> Source records
-*-

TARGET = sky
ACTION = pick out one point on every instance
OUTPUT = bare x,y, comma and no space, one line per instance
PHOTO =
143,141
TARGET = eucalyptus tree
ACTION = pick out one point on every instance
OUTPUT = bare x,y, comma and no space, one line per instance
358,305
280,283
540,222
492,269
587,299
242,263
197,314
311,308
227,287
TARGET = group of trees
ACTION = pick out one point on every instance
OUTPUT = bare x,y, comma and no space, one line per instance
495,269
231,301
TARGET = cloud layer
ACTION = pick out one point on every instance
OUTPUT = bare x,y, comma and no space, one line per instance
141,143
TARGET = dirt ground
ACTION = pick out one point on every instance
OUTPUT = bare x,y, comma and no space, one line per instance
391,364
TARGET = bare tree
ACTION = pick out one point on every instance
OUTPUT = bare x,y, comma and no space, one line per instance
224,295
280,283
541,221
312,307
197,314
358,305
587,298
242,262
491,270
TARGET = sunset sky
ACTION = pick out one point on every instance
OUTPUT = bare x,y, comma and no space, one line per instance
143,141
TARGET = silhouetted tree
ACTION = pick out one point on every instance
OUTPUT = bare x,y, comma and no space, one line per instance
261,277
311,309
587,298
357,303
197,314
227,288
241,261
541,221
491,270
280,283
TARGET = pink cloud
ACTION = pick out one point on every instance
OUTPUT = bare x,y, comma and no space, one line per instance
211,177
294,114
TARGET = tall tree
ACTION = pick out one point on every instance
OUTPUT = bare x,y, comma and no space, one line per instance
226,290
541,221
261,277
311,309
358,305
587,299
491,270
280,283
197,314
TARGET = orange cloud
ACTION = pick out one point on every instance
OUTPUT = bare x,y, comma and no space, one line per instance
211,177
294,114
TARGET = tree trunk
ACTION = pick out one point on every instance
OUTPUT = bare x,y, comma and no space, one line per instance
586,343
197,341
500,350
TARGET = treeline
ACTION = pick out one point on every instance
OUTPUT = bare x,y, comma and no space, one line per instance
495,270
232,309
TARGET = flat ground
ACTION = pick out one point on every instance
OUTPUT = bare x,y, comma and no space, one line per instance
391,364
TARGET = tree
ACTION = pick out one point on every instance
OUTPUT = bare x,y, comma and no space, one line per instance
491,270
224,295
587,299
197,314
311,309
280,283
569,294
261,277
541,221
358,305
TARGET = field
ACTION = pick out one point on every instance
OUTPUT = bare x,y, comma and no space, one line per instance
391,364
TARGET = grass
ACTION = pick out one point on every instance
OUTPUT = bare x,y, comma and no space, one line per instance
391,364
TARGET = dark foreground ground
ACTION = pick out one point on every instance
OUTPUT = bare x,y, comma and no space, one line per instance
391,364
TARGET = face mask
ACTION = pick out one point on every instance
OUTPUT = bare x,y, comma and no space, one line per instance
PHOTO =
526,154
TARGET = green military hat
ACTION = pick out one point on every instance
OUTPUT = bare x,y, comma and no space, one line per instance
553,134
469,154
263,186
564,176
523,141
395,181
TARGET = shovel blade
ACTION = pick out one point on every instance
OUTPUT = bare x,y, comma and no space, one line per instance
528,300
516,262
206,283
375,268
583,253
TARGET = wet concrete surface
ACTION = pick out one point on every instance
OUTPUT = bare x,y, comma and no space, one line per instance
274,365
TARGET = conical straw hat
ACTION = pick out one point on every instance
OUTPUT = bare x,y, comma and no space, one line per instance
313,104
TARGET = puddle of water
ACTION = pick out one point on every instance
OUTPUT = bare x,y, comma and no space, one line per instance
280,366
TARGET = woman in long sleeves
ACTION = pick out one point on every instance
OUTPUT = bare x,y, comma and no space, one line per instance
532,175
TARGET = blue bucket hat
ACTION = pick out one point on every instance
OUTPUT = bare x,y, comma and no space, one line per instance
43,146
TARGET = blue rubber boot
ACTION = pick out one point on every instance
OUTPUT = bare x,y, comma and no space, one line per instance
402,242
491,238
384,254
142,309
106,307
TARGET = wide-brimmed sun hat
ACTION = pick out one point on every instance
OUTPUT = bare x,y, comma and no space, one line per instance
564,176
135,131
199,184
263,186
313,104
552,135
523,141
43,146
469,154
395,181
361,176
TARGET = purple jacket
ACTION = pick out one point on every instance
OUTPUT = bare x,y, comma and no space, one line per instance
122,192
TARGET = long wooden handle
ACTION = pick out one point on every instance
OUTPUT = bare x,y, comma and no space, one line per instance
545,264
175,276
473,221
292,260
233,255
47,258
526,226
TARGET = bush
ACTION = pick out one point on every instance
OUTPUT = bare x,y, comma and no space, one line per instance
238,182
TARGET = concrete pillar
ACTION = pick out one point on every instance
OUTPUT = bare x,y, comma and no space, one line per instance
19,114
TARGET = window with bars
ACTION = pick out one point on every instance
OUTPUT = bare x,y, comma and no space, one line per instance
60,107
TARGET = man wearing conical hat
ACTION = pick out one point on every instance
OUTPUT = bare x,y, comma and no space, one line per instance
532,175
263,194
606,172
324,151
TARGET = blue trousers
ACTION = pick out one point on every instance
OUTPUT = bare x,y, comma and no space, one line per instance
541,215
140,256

-*-

> Directive
Each line of the material must be restated exactly.

> Result of this exercise
TARGET = sky
ACTION = pick out one point on every instance
OUTPUT = bare x,y, comma and no space, one line per instance
PHOTO =
143,141
TARGET = eucalyptus tree
ACTION = pick out one point on every instance
OUTPUT = bare x,y, comma and no space, one line per instance
358,305
280,283
540,222
492,269
587,299
242,263
197,314
311,308
227,287
TARGET = group of trees
ACTION = pick out one point on every instance
OUTPUT = bare x,y, comma and no space, one line per instance
495,269
231,301
TARGET = cloud layer
ACTION = pick out one point on every instance
OUTPUT = bare x,y, comma and no space, one line per instance
141,143
TARGET = dirt ground
ACTION = pick out one point on every instance
OUTPUT = bare x,y, comma and no space, one line per instance
391,364
TARGET = bare tree
ACTION = pick out one point on every instance
OUTPUT = bare x,y, comma and no space, one line per instance
224,295
280,283
541,221
312,307
197,314
358,305
587,298
242,262
491,270
TARGET = sunset sky
ACTION = pick out one point on every instance
OUTPUT = bare x,y, comma and no space, one line per instance
143,141
TARGET = silhouetted tree
ACTION = pick out one point on every instance
OUTPUT = bare x,y, comma and no space, one line per instance
261,277
311,309
587,298
357,303
197,314
227,288
241,261
541,221
491,270
280,283
TARGET = pink cloud
ACTION = pick out one point on every instance
OUTPUT = bare x,y, comma and no space, one line per instance
211,177
294,114
TARGET = tall tree
ACTION = pick out one point on every instance
OUTPUT = bare x,y, comma and no space, one line per instance
226,290
541,221
261,277
311,309
358,305
587,299
491,270
280,283
197,314
TARGET = orange cloud
ACTION = pick out one point on every instance
OUTPUT = bare x,y, comma and no space, one line per instance
211,177
294,114
TARGET = tree trunk
ACTION = pick out one point on every instance
OUTPUT = bare x,y, comma and no space, one line per instance
586,343
197,341
500,350
TARGET = treeline
ACTION = pick out one point on every instance
OUTPUT = bare x,y, comma and no space, one line per instance
495,270
232,309
TARGET = flat ground
ACTION = pick out one point on every instance
OUTPUT = bare x,y, comma and no space, one line per instance
391,364
TARGET = tree
ACTION = pick out one point on every instance
OUTPUT = bare x,y, comma and no space, one line per instance
491,270
224,295
587,299
197,314
311,309
280,283
569,294
261,277
541,221
358,305
TARGET = field
ACTION = pick out one point on every instance
OUTPUT = bare x,y, comma and no space, one line per instance
391,364
TARGET = grass
ACTION = pick out one point on every instance
OUTPUT = bare x,y, comma and no space, one line per instance
391,364
TARGET = dark foreground ground
ACTION = pick out one point on every instance
OUTPUT = bare x,y, comma and no space, one line per instance
391,364
TARGET = face mask
ACTION = pick out one point on every instance
OUTPUT = bare x,y, comma and no space, one line per instance
PHOTO =
526,154
TARGET = green military hat
ACTION = pick out one point on every instance
OUTPUT = bare x,y, comma and no space, one line per instance
553,134
469,154
263,186
564,176
523,141
395,181
TARGET = shovel blade
ACTION = pick out one point on every instance
OUTPUT = bare x,y, comma and no space, one line per instance
528,300
516,262
206,283
375,268
583,253
TARGET = wet concrete surface
ACTION = pick out one point on every instance
OUTPUT = bare x,y, comma and no space, one line per instance
274,365
TARGET = conical straw hat
ACTION = pick out one point on every instance
OUTPUT = bare x,y, comma and no space, one line per instance
313,104
TARGET = puddle of water
ACTION = pick out one point on every instance
OUTPUT = bare x,y, comma and no space, one line per instance
280,366
TARGET = woman in long sleeves
ACTION = pick out one point on every instance
OUTPUT = bare x,y, comma and no space, one line per instance
532,175
TARGET = blue bucket hat
ACTION = pick out one point on every instance
OUTPUT = bare x,y, comma and no space, one line per instance
43,146
TARGET = blue rubber boot
ACTION = pick out one point on every instance
OUTPUT = bare x,y, comma and no space, one line per instance
402,242
491,238
384,254
142,309
106,307
TARGET = wide-brimmed sun hat
ACTION = pick out one point on every instance
OUTPUT = bare x,y, comma and no space, one line per instance
564,176
135,131
199,184
263,186
313,104
552,135
523,141
43,146
469,154
395,181
361,176
TARGET = purple jacket
ACTION = pick out one point on every instance
OUTPUT = bare x,y, comma and no space, one line per instance
122,192
TARGET = long wooden handle
ACTION = pick out one point on every instance
OUTPUT = bare x,y, comma and no space, one line per instance
545,264
175,276
473,221
292,260
233,255
47,258
526,226
TARGET = bush
ACTION = pick out one point on every instance
OUTPUT = bare x,y, comma and no space, one line per instance
238,182
TARGET = concrete pillar
ACTION = pick out one point on every instance
OUTPUT = bare x,y, comma and no space, one line per instance
19,114
TARGET = window with bars
ACTION = pick out one point on every instance
OUTPUT = bare x,y, comma and no space, one line per instance
60,107
TARGET = man wearing conical hat
ACTION = pick out one point on every instance
OUTPUT = bare x,y, comma and no space, one line per instance
532,175
263,194
606,172
324,151
TARGET = blue trousers
ACTION = pick out one point on every instance
OUTPUT = bare x,y, comma and no space, one line per instance
541,215
140,256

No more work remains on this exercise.